> Stated problem 1
Show each line of the listing that contains the string "silver", copied whole. Case counts.

> Selection
---
Why is it Important to Detect Flaky Tests?

Due to their changing nature, flaky tests introduce several challenges for developers and QA testers.

Here are some reasons why flaky test detection is important:

• Makes the Testing Process Unreliable: When a test does not reflect the state of your code, you start doubting whether you are catching real bugs or flakiness. This makes testers question the validity of the testing outcomes.
• Delays Continuous Integration and Deployment (CI/CD): In CI/CD environments, automated tests are run frequently to monitor build stability. A single flaky test can cause a build to fail, leading to unnecessary stress and delays in production.
• Comprises Software Quality: When developers face flaky tests repeatedly, they might start ignoring test failures as flukes. This can lead to real bugs getting dismissed along with the flaky tests and decrease the software quality.
• Wasted Time and Resources: Flaky tests make maintenance difficult, requiring manual verification and multiple reruns to find the root cause. This can delay development and waste valuable time, resources, and budget.

To avoid these problems, it is important to understand what causes flaky tests and how to avoid them.

What Are the Causes of Flaky Tests?

Here are some common causes why your tests might be flaky:

• Poor Test Design: If the tests are not fully isolated from each other or rely on a certain order followed by a previous test, they may yield mixed results in isolation or in a different order.
• Timing and Synchronization: When a test is run, it might take longer than the defined time to finish the task. This can happen due to network latency, server load, or unstable application state. This will cause the test to fail, even when the code is correct.
• Unstable Test Environment: When the test environment is not stable, it can cause flakiness. This is due to variations in the environment, such as system resources (CPU, memory), different server versions or operating systems, configurations, network speed and performance, etc.
• Concurrency Issues: When multiple tests are run in parallel, which is common in CI/CD pipelines to speed up the testing process, they might try to access the same resources at the same time. This can lead to interference and result in race conditions where the outcome of the test depends on their timing and order.
• Test Dependencies: Flakiness might result in tests that depend on external systems, such as third-party APIs, databases, or microservices.
---
> Information provided
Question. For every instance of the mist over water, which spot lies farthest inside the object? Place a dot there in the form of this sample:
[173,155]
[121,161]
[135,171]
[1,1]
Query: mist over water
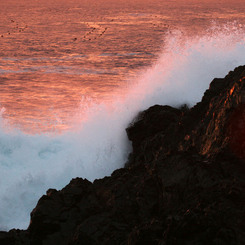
[97,143]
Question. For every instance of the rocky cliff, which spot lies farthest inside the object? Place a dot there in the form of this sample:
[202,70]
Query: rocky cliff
[184,182]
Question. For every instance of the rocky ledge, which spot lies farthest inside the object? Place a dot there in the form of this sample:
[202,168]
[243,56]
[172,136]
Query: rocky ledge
[184,182]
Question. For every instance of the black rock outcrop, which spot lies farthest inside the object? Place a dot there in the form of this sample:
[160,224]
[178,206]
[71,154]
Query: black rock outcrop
[184,182]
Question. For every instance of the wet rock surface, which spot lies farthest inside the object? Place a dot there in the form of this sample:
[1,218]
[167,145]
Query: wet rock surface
[184,182]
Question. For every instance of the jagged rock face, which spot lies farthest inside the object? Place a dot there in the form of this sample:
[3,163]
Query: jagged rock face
[214,125]
[184,183]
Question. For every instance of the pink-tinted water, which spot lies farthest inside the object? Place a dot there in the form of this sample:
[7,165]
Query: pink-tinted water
[55,54]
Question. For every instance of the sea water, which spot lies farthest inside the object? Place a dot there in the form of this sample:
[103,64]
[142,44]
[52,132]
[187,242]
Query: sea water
[73,75]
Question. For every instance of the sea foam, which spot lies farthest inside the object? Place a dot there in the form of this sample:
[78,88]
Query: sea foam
[97,144]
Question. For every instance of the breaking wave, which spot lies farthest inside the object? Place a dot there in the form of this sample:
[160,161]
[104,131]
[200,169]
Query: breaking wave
[97,145]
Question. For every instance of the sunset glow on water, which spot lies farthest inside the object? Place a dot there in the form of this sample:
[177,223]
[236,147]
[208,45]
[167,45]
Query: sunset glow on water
[75,73]
[53,54]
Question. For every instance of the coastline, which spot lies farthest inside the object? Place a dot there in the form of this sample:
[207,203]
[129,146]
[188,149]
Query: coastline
[183,183]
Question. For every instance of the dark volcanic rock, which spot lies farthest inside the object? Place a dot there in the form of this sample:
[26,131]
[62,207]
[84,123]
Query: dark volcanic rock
[184,183]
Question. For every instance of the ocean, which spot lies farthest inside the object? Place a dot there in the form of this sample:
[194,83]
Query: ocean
[74,74]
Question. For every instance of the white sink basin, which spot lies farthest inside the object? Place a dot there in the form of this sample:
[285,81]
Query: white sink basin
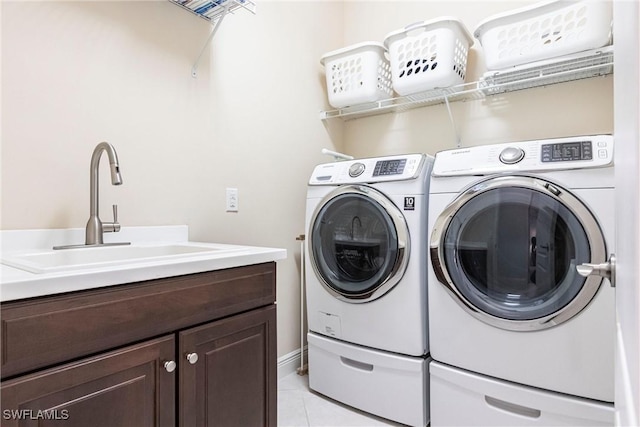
[105,256]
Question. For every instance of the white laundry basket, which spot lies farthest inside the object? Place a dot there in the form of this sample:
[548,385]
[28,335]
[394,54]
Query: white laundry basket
[357,74]
[544,30]
[428,55]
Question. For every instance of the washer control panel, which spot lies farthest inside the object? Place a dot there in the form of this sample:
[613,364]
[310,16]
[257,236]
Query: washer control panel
[511,155]
[377,169]
[539,155]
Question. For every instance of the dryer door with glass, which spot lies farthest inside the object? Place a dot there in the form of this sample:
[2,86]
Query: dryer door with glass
[358,243]
[507,249]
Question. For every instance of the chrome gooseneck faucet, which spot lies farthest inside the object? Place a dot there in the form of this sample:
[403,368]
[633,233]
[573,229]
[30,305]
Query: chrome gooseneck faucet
[95,227]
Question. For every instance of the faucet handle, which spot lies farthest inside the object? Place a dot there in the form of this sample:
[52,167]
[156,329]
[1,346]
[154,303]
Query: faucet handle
[112,227]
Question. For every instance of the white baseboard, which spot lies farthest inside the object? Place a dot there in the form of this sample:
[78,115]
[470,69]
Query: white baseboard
[290,362]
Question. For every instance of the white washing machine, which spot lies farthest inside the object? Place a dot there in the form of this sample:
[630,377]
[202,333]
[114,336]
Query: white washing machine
[510,226]
[366,272]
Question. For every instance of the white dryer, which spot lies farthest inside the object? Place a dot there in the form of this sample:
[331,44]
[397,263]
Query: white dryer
[510,226]
[366,272]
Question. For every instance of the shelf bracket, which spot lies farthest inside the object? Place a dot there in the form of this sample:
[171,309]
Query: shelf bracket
[453,122]
[194,69]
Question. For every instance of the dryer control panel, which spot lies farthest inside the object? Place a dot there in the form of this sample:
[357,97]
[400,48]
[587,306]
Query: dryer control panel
[375,169]
[538,155]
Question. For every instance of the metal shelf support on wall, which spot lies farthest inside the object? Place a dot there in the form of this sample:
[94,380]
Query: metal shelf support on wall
[216,13]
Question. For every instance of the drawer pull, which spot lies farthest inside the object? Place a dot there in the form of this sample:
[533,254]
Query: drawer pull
[512,407]
[357,365]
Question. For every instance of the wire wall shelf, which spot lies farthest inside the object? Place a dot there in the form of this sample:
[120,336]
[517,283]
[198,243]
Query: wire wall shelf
[593,63]
[213,10]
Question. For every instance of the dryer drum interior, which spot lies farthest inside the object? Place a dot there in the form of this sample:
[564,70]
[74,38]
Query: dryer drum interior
[358,245]
[510,253]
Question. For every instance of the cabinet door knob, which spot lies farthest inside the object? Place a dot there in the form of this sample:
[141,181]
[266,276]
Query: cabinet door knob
[192,358]
[170,366]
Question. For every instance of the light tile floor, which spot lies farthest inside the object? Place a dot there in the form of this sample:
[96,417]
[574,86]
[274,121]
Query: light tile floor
[300,407]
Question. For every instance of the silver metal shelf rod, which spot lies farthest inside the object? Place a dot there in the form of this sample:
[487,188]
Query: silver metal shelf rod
[194,69]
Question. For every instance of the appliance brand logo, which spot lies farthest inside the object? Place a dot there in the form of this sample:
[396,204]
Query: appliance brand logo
[409,203]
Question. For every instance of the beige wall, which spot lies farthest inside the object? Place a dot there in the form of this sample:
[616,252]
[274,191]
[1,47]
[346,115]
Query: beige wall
[77,73]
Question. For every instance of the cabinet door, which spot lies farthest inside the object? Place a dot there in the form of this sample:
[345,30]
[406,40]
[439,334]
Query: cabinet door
[233,381]
[126,387]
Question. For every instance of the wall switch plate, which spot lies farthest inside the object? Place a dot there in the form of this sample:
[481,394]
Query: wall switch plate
[232,200]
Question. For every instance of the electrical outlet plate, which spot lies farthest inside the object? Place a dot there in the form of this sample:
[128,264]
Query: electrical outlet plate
[232,200]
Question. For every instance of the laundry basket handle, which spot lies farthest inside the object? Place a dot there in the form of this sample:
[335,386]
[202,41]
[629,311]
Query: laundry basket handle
[414,26]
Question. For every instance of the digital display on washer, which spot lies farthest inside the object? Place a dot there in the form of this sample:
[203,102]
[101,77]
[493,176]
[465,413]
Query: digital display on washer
[567,151]
[389,167]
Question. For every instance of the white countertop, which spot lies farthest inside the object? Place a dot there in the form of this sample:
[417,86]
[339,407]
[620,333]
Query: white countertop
[16,283]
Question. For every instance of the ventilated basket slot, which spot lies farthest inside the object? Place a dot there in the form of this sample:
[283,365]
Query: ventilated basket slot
[562,27]
[544,32]
[434,56]
[357,75]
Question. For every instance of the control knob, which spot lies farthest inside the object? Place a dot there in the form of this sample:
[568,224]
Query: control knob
[511,155]
[356,169]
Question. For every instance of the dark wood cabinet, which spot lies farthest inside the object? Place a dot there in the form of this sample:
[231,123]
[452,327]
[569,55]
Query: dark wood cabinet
[118,356]
[126,387]
[233,381]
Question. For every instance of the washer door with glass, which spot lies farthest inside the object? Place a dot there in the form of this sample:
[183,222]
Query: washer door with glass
[359,243]
[507,249]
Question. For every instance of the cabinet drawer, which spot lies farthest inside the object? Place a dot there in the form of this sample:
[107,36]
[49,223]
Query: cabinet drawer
[44,331]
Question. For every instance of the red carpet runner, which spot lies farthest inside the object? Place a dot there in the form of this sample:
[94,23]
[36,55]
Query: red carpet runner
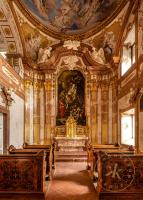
[71,182]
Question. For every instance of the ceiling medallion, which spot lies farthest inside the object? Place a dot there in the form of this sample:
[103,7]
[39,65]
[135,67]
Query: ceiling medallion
[71,17]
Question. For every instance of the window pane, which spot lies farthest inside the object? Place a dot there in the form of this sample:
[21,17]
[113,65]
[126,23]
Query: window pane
[126,60]
[128,129]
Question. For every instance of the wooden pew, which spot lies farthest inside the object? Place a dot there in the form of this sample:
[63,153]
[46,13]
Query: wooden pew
[120,177]
[92,151]
[49,150]
[31,149]
[22,176]
[109,149]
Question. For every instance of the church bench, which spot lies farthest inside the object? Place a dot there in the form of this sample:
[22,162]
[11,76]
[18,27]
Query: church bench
[92,151]
[120,176]
[22,176]
[32,150]
[50,154]
[109,149]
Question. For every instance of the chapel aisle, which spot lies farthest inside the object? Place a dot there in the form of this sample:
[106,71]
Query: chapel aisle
[71,182]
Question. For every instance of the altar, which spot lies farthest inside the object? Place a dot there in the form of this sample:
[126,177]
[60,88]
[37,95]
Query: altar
[71,137]
[70,144]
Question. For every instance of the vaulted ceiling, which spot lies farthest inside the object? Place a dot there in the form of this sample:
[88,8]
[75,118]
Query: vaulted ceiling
[29,27]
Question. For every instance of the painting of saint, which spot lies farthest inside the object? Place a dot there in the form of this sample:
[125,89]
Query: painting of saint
[71,15]
[71,86]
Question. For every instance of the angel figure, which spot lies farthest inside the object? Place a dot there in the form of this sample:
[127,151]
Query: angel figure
[44,55]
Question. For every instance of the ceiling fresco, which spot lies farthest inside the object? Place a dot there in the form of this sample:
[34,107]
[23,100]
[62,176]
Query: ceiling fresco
[72,16]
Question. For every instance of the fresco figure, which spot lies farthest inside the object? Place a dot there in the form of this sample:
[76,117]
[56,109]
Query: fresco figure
[72,15]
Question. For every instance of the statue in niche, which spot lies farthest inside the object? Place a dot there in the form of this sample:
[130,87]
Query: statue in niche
[71,127]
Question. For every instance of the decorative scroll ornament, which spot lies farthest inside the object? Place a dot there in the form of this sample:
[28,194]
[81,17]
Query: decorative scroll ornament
[7,96]
[44,54]
[71,44]
[134,92]
[71,61]
[98,56]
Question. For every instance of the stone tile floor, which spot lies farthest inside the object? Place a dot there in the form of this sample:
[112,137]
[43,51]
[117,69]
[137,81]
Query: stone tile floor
[71,182]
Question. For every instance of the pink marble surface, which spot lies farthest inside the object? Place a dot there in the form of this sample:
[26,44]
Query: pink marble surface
[71,182]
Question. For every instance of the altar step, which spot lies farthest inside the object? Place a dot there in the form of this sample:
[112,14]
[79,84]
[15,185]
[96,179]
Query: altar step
[75,156]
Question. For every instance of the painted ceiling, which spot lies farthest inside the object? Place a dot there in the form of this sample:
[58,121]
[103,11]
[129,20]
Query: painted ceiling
[72,16]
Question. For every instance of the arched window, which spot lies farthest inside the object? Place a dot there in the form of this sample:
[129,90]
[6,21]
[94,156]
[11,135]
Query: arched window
[128,127]
[128,51]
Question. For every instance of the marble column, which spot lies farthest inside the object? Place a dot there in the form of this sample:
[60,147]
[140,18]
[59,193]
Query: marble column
[110,116]
[28,90]
[48,109]
[104,114]
[36,112]
[94,112]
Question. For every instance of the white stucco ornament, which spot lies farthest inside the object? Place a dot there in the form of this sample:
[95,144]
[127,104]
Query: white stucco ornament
[71,44]
[44,54]
[98,56]
[71,61]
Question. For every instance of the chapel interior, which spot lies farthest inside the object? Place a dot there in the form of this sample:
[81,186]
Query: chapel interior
[71,99]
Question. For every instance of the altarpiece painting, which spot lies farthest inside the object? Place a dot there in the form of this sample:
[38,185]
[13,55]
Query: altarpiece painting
[71,97]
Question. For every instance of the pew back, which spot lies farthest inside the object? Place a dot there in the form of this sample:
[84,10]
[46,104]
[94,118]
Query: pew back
[22,174]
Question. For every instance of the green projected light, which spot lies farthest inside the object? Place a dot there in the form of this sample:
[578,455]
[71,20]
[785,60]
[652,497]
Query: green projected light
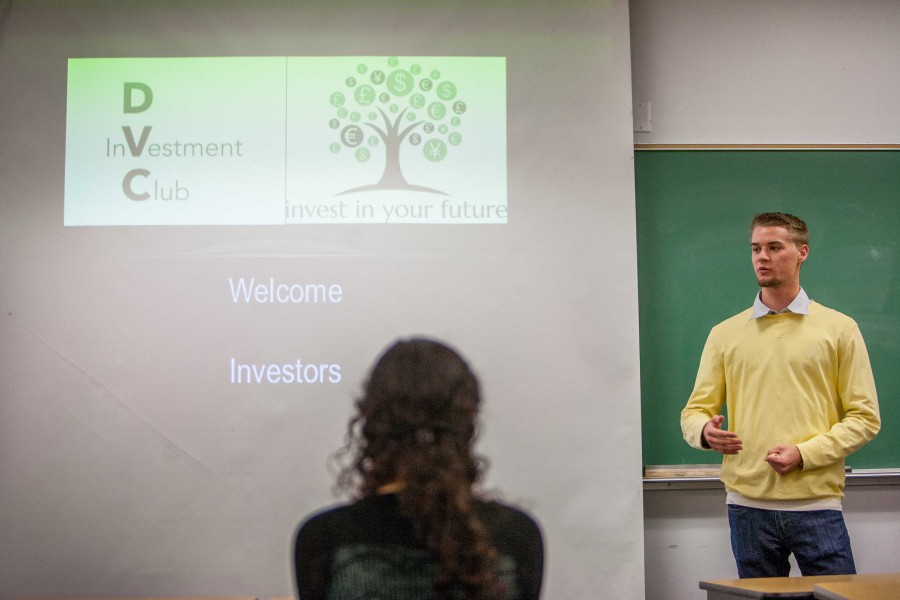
[283,140]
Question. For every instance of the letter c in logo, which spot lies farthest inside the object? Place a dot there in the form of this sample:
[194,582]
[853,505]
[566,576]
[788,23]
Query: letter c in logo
[126,184]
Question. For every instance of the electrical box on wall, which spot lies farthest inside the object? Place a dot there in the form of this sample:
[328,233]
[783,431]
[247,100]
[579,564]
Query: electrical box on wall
[641,114]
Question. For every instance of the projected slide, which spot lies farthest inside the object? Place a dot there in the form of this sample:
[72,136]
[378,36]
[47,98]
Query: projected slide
[285,140]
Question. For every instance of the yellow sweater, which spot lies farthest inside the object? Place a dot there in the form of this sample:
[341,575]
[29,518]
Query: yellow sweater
[793,379]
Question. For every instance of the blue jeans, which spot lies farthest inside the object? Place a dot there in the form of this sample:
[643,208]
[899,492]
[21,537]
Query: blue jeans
[762,541]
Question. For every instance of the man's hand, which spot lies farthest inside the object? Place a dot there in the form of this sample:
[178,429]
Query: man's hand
[721,440]
[784,459]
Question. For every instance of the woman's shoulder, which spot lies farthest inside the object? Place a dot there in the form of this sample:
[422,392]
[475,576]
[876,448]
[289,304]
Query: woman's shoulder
[364,519]
[505,520]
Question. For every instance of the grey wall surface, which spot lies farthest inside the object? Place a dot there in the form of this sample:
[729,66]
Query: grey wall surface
[131,466]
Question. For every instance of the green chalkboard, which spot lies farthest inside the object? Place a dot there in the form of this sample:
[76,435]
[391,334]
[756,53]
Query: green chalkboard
[693,213]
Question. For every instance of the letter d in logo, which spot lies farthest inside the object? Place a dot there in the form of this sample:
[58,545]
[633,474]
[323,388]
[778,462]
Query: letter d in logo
[130,88]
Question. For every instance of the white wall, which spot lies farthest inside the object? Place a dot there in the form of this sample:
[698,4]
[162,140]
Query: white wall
[130,463]
[767,71]
[753,72]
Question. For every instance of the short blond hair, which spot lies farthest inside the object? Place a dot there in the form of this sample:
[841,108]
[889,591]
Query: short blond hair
[796,228]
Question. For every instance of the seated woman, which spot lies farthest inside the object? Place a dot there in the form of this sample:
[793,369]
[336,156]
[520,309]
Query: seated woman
[417,530]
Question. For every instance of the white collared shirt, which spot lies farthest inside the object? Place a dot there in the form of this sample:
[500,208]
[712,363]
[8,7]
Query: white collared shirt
[799,305]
---
> Stated problem 2
Update the section on flaky tests, starting with "What Are the" and going on through "a different order.", so that "Weak Test Design" replaces "Poor Test Design".

> Final answer 1
Question. For every instance of the silver metal shelf rod, which spot lies farthest inside the object? Place a dot there in the form of this sample:
Query: silver metal shelf rod

> Final answer 2
What Are the Causes of Flaky Tests?

Here are some common causes why your tests might be flaky:

• Weak Test Design: If the tests are not fully isolated from each other or rely on a certain order followed by a previous test, they may yield mixed results in isolation or in a different order.